━━━━━ DATASET ENTRIES ━━━━━

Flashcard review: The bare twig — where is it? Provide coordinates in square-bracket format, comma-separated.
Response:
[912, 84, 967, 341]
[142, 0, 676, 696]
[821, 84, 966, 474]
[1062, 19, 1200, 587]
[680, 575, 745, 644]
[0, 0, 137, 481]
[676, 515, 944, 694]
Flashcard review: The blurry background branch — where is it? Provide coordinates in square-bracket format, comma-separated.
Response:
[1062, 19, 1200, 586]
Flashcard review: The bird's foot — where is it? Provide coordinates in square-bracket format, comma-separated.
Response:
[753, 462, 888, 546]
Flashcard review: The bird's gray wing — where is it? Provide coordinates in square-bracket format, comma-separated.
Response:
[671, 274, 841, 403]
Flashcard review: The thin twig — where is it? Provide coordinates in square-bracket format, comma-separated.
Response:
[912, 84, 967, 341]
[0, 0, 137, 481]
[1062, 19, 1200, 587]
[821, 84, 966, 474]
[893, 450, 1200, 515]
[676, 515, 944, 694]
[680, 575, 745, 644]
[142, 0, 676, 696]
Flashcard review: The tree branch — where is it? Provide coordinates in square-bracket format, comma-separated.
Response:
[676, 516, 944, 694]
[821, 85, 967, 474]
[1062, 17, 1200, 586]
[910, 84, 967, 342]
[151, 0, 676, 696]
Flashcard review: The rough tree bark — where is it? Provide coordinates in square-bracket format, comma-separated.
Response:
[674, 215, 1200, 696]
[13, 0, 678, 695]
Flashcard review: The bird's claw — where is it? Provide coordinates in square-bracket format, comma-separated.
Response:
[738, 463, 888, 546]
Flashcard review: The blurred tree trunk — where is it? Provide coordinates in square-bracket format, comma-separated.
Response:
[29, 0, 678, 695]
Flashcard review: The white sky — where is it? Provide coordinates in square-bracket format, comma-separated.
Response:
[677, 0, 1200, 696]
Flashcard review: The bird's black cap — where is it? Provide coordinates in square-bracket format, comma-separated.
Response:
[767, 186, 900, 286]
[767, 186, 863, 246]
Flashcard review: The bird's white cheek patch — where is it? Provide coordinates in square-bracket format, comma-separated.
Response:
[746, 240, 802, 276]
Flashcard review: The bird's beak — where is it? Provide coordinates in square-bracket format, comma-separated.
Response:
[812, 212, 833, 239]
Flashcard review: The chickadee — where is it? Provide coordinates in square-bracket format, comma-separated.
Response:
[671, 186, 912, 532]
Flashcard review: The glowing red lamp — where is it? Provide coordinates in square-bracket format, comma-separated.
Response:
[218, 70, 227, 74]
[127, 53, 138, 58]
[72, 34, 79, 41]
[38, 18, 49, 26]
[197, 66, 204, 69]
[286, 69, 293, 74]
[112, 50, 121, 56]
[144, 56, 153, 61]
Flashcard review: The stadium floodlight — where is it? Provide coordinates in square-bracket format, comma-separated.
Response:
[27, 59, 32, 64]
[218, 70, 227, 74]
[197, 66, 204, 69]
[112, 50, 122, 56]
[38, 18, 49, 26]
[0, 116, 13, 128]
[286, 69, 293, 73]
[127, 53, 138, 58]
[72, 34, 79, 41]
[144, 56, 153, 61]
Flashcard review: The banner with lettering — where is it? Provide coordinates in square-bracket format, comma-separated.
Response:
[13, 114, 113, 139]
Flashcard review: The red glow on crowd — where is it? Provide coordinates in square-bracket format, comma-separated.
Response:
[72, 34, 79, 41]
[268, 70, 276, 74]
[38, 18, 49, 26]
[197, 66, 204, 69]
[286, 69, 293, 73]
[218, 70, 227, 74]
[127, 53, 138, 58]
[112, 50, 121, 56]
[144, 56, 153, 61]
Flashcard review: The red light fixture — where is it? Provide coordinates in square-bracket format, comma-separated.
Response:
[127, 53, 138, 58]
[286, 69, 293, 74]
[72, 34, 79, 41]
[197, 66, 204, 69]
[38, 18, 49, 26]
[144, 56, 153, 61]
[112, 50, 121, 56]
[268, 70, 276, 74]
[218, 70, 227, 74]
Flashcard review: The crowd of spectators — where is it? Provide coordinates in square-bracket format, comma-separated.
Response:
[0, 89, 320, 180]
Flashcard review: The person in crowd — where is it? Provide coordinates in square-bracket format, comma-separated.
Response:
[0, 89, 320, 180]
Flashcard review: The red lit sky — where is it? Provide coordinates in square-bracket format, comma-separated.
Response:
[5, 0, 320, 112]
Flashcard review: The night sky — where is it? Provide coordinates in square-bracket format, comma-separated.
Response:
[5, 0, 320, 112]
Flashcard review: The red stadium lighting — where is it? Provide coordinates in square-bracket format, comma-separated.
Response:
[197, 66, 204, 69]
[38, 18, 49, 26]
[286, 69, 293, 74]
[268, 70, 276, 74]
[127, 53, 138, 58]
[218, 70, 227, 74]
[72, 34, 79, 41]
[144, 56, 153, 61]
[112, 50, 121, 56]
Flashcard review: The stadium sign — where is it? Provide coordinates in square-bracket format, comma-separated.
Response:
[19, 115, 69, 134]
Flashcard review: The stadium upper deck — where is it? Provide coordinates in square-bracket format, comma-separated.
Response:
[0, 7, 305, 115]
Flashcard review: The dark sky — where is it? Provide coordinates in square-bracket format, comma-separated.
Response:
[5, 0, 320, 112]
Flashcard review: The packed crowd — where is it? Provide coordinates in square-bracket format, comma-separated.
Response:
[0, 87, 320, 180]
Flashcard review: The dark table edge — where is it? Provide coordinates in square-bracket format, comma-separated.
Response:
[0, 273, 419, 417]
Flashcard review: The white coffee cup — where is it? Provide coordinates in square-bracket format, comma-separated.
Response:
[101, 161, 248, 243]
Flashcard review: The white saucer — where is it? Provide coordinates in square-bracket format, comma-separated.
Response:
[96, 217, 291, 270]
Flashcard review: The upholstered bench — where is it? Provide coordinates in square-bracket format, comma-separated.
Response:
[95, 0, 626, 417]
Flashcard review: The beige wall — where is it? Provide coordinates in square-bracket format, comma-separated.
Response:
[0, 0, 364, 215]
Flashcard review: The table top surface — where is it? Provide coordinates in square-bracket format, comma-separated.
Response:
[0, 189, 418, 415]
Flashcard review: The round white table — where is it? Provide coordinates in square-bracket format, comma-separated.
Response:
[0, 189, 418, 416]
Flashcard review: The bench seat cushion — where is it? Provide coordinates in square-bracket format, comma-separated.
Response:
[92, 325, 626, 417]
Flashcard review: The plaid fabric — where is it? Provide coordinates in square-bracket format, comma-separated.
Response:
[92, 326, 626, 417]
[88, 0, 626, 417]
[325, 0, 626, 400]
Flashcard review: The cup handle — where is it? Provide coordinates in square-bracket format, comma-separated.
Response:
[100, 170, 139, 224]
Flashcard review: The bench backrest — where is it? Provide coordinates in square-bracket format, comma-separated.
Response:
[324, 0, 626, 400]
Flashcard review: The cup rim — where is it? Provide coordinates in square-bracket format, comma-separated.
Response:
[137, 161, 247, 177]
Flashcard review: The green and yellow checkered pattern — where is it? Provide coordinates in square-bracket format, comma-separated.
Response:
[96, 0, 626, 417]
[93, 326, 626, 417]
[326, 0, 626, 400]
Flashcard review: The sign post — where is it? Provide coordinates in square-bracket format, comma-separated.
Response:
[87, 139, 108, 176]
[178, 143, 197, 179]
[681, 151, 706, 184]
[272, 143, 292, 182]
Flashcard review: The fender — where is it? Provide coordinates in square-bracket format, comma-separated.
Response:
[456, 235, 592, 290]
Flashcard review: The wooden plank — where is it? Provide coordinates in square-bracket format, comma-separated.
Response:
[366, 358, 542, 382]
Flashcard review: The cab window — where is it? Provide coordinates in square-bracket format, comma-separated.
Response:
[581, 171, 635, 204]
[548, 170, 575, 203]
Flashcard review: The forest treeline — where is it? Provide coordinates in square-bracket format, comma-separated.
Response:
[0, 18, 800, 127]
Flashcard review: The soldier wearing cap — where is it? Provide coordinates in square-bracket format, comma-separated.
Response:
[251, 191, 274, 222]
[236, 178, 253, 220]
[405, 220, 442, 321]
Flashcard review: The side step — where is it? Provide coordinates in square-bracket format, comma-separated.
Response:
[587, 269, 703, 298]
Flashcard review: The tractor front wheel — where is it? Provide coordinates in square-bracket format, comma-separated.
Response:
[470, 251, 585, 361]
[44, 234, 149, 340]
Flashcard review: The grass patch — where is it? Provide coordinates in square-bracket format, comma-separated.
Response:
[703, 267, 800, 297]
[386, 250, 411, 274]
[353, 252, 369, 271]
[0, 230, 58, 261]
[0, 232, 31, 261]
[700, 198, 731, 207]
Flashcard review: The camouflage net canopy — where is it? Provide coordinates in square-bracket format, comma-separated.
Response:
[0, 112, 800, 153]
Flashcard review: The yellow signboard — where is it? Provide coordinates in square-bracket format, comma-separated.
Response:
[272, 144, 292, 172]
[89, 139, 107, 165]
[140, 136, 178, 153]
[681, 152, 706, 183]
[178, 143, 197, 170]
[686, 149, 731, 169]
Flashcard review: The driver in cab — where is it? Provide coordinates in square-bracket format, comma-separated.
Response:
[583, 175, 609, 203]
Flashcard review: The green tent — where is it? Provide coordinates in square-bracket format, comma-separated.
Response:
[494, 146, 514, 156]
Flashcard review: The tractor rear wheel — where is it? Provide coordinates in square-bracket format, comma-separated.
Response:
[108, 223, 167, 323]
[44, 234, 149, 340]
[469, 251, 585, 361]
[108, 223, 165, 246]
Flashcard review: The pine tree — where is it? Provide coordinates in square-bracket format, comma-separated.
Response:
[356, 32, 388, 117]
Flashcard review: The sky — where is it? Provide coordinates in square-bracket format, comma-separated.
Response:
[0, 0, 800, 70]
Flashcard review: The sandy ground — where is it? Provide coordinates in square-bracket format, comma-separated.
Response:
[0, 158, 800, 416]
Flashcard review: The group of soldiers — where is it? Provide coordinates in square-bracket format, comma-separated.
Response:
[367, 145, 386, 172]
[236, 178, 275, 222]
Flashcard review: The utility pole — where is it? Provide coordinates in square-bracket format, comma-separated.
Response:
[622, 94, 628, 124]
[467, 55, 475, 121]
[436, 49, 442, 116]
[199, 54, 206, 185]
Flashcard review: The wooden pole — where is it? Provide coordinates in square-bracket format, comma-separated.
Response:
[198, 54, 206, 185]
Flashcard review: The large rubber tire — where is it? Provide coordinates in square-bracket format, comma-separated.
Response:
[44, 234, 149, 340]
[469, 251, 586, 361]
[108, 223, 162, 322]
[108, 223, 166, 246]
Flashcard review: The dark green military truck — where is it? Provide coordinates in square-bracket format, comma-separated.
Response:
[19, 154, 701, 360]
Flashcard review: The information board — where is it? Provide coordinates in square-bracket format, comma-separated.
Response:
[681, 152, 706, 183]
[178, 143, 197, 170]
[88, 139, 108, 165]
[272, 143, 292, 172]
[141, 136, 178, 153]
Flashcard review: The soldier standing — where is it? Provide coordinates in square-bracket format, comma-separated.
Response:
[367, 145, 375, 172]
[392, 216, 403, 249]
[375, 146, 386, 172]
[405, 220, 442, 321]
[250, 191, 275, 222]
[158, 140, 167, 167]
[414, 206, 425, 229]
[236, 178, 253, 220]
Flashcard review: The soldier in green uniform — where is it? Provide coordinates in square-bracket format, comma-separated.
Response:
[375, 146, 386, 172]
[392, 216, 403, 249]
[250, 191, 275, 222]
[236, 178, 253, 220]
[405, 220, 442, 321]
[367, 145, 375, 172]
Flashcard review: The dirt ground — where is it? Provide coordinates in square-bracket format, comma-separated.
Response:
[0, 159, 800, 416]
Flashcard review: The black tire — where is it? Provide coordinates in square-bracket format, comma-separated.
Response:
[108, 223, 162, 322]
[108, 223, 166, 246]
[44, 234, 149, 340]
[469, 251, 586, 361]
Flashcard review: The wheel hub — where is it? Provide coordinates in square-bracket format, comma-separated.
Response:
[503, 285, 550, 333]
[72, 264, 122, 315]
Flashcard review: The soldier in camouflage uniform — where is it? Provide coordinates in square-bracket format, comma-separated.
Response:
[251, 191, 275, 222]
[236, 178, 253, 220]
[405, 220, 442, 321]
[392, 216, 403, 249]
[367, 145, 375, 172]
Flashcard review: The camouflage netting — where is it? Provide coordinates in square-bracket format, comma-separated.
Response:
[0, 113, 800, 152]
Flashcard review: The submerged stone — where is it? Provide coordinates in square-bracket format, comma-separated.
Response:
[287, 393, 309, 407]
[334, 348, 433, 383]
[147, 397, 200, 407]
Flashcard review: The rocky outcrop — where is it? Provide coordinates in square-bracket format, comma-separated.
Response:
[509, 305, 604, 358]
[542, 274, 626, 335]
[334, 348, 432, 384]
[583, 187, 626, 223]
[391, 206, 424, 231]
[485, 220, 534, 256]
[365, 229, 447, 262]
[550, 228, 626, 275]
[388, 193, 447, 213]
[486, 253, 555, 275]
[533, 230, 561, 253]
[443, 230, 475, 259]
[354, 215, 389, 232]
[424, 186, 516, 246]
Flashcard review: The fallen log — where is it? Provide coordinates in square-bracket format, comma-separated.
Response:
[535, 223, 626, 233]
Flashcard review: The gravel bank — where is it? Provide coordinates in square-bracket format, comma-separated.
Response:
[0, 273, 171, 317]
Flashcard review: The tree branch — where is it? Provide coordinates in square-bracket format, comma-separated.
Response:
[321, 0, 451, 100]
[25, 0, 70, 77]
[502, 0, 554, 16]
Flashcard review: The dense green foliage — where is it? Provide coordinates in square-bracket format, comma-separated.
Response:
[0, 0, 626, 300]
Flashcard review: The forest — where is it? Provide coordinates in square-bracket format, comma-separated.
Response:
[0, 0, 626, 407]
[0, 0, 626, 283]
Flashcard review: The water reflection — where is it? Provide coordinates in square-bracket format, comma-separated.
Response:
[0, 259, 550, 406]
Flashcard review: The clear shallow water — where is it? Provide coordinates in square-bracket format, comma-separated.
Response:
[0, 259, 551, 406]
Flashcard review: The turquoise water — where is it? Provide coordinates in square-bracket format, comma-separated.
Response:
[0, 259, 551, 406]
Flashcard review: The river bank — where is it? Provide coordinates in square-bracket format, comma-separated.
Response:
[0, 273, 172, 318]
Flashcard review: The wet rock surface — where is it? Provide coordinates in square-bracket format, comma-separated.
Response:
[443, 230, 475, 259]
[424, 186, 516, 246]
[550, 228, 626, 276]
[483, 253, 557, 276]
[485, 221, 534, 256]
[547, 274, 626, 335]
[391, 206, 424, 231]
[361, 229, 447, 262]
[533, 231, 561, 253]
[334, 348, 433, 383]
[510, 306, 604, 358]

━━━━━

**GOAL OF THE EXERCISE:** Rewrite the entries from the start up to and including the line with "[677, 0, 1200, 696]", changing "Flashcard review" to "Quiz item" and keeping everything else the same.

**EXERCISE ANSWER:**
Quiz item: The bare twig — where is it? Provide coordinates in square-bracket format, comma-separated.
Response:
[912, 84, 967, 341]
[142, 0, 676, 696]
[821, 84, 966, 474]
[1062, 19, 1200, 587]
[680, 575, 745, 644]
[0, 0, 137, 481]
[676, 515, 944, 694]
Quiz item: The blurry background branch — where is it? Provide coordinates in square-bracket format, comma-separated.
Response:
[1062, 19, 1200, 586]
Quiz item: The bird's foot — where is it? Provide coordinates in square-bracket format, comma-separated.
Response:
[753, 462, 888, 546]
Quiz item: The bird's gray wing — where is it? Provide coordinates in square-bracket format, comma-separated.
Response:
[671, 274, 841, 403]
Quiz item: The thin twig — where is it? Provide coordinates in square-bracket format, comma-separated.
Response:
[912, 84, 967, 341]
[0, 0, 137, 481]
[1062, 19, 1200, 587]
[821, 84, 966, 474]
[893, 450, 1200, 515]
[676, 515, 944, 694]
[680, 575, 745, 644]
[142, 0, 676, 696]
Quiz item: The tree branch — where is it? Provide coordinates in square-bracket format, comma-separated.
Response:
[676, 516, 944, 694]
[821, 85, 967, 474]
[1062, 17, 1200, 586]
[910, 84, 967, 342]
[151, 0, 676, 696]
Quiz item: The rough tree bark — where is it? Provide coordinates in square-bracket format, comma-separated.
Response:
[674, 215, 1200, 696]
[13, 0, 678, 695]
Quiz item: The bird's claw — where is it? Provide coordinates in square-bracket format, comma-separated.
Response:
[738, 463, 888, 546]
Quiz item: The blurred tree trunk — where is it? Provide coordinates in square-bracket format, comma-separated.
Response:
[29, 0, 678, 695]
Quiz item: The white sky — where is it? Provide coordinates in square-bracket format, comma-separated.
Response:
[677, 0, 1200, 696]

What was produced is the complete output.